• About this exercise
Pick up the passage on technology for seniors living alone after its final sentence and continue it.

• Selected extract
◇ ◇ ◇

Staying home alone all day can pose risks for aging people with declining health, but a few gadgets can make all the difference and give family members peace of mind.

Monitoring technology can be as small as the E-Pill, which reminds users to take daily medications at a set time. Monitoring technology can also be as comprehensive as the fiber-optic “magic carpet.” In development at the University of Manchester, this invention can detect when a person has fallen. Notably, many new devices on the market are non-obtrusive, so most seniors won’t notice them.

For elderly people who want to stay connected to their families, tablets can be the perfect medium. They are generally simpler and easier to learn to use than desktop computers, and their large screens are more accessible than smartphone screens for seniors with deteriorating eyesight and compromised motor skills.

Seniors can access a variety of apps through tablets, including ones that enable them to get help during an emergency, easily access their contact list or keep their minds sharp with mind games.

Reducing isolation, depression

Depression is considered one of the most common and painful afflictions for the elderly, but seniors who use the Internet regularly are reportedly less prone to the illness. A recent study at the University of Michigan found that Internet use reduced depression among retired, elderly adults by 33 percent. The reduction was greatest among seniors who live alone, which suggests that Internet use relieves social isolation and loneliness, two major attributes of clinical depression.

It doesn’t matter what users are doing as the Internet makes seniors feel connected to the outside world, experts say.

“It’s really about being able to connect and communicate and find information you need,” study author and telecommunications professor Shelia Cotton told USA Today.

◇ ◇ ◇

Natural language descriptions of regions
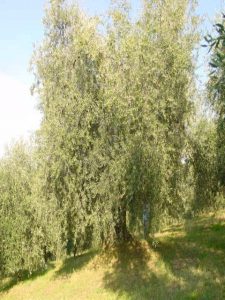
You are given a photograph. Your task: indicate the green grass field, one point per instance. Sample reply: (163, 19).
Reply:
(188, 262)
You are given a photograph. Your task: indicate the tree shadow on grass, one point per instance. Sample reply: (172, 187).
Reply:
(130, 274)
(184, 265)
(8, 283)
(73, 264)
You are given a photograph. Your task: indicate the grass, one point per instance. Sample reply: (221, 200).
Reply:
(187, 263)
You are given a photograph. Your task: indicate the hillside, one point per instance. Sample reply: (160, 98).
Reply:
(187, 262)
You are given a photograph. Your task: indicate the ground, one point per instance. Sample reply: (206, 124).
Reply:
(186, 261)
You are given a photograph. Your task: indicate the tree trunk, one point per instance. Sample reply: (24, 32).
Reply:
(122, 233)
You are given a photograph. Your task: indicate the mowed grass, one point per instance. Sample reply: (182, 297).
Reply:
(188, 262)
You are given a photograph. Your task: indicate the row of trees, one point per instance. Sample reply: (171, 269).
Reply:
(117, 141)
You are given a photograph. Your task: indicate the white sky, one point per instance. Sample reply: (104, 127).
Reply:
(20, 23)
(18, 114)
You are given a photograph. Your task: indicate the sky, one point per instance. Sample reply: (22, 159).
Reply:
(20, 29)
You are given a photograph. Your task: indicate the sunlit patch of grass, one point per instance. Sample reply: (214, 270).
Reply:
(186, 262)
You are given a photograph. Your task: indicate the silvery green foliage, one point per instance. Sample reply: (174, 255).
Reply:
(116, 100)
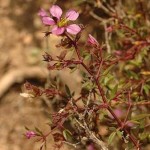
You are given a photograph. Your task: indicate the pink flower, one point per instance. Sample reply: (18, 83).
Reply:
(109, 29)
(30, 134)
(118, 113)
(60, 24)
(92, 41)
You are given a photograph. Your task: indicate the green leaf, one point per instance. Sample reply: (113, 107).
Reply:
(146, 89)
(114, 91)
(107, 70)
(111, 137)
(141, 116)
(68, 91)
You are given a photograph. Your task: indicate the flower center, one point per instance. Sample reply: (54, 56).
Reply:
(62, 22)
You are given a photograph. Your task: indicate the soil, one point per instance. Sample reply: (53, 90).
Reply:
(22, 44)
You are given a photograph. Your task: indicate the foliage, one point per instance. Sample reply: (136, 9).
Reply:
(115, 73)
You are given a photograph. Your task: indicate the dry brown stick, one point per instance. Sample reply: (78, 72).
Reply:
(19, 75)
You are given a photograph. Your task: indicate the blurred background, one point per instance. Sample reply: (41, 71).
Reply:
(22, 45)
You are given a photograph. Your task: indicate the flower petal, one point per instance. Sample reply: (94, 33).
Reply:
(42, 13)
(48, 21)
(73, 29)
(56, 11)
(58, 31)
(72, 15)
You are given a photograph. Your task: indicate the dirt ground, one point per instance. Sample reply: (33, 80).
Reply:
(21, 47)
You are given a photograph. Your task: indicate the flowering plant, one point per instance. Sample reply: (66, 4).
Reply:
(112, 109)
(60, 24)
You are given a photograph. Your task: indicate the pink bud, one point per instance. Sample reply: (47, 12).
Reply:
(30, 134)
(109, 29)
(92, 41)
(90, 147)
(129, 124)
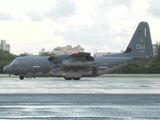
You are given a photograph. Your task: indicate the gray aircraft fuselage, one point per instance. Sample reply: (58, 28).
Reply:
(31, 66)
(80, 65)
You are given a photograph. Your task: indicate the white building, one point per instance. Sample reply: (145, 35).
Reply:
(4, 45)
(68, 49)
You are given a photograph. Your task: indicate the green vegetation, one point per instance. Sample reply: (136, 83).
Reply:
(150, 66)
(140, 66)
(5, 59)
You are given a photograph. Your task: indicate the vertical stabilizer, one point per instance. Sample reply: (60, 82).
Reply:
(140, 44)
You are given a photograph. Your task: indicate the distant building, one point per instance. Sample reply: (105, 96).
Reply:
(68, 49)
(4, 45)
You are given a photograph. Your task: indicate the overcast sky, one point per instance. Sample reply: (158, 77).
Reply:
(102, 25)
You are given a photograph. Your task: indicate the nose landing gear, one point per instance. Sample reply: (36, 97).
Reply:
(21, 77)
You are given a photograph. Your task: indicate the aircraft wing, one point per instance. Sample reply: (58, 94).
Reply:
(79, 59)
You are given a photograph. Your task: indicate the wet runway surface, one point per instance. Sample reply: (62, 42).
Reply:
(80, 106)
(114, 98)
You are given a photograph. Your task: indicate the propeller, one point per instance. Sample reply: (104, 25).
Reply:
(52, 60)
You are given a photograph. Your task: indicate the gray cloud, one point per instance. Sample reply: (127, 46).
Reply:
(62, 9)
(154, 8)
(96, 35)
(35, 16)
(114, 3)
(5, 16)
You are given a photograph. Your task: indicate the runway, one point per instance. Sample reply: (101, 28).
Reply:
(117, 98)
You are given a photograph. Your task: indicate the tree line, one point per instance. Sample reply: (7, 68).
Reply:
(146, 66)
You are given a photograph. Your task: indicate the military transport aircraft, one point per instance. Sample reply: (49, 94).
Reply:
(82, 64)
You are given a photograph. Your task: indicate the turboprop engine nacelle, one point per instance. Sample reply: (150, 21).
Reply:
(70, 63)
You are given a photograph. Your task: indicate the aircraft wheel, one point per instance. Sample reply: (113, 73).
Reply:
(21, 77)
(68, 78)
(76, 78)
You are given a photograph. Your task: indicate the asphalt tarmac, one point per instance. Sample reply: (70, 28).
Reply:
(117, 98)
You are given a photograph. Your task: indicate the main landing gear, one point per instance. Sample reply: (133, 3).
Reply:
(72, 78)
(21, 77)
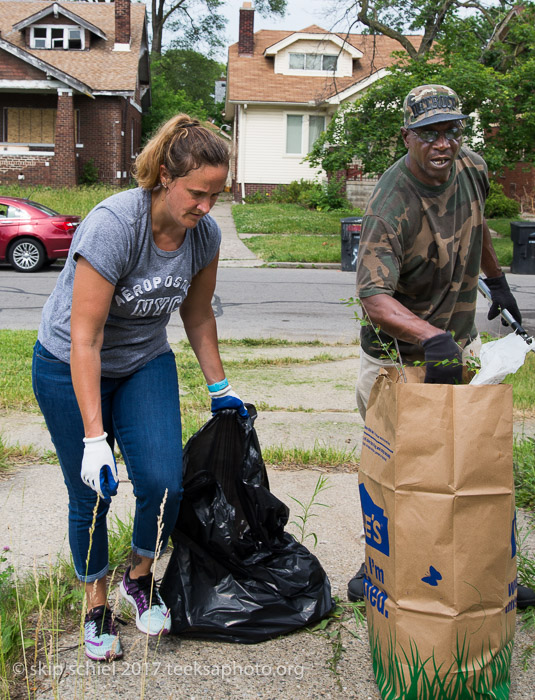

◇ ◇ ◇

• Answer to this task
The number of seniors using social networking sites appears to be on the rise. A Pew study found in 2013 that 46 percent of seniors were active on social networks, as opposed to 33 percent in 2011. Seniors who use social networks reportedly feel significantly more connected and socialize offline more often than seniors who don’t.

Furthermore, the same study found that seniors who use the Internet have a positive attitude towards it, and almost three quarters of them use it every day.

Never too late

Despite the benefits of technology to seniors, it can be a challenge to get them started. Sometimes a class is the best option. Organizations such asSeniorNet and the Oasis Institute’s Connections program specialize in technology classes for older adults.

For younger people who want to teach their older friends and relatives,patience and simplicity is key. Concepts that are intuitive to those who grew up with technology may be foreign to an older generation. Moving too fast in teaching seniors how to use technology can embarrass and frustrate them, which could cause them to give up. It’s best to establish concrete goals and a few easily achievable tasks, such as how to send and open email. A positive teaching experience will give seniors confidence to experiment with technology on their own.